§ **Directions**
Each of the lines from the one that contains "Mark every instance of the reflection" to the end of the entries below should be output exactly.

-- Data supplied follows --

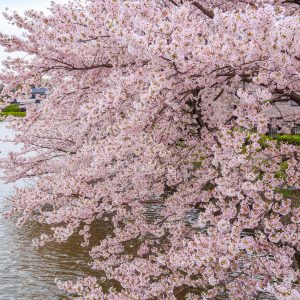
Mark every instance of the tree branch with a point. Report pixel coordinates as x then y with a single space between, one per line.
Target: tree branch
207 12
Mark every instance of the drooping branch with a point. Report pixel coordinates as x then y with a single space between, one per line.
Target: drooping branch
206 11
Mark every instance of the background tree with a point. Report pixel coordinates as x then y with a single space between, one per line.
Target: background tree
162 102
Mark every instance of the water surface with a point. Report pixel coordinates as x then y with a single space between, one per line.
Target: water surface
27 273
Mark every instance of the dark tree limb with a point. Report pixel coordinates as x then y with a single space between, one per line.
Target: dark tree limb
207 12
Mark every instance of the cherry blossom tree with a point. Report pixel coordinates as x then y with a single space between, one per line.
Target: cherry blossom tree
161 105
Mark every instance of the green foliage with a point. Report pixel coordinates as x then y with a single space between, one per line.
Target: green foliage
288 193
12 108
13 113
281 173
289 139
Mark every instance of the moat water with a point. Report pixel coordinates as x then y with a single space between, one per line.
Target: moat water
27 273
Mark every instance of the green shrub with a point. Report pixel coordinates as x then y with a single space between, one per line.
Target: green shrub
13 113
289 139
12 108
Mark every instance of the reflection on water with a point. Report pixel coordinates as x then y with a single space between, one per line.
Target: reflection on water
27 273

-- Data supplied concluded --

§ **Answer box**
Mark every instance of the reflection on water with a point. Report pixel coordinates as x then y with a single space between, one per line.
Target: reflection on water
27 273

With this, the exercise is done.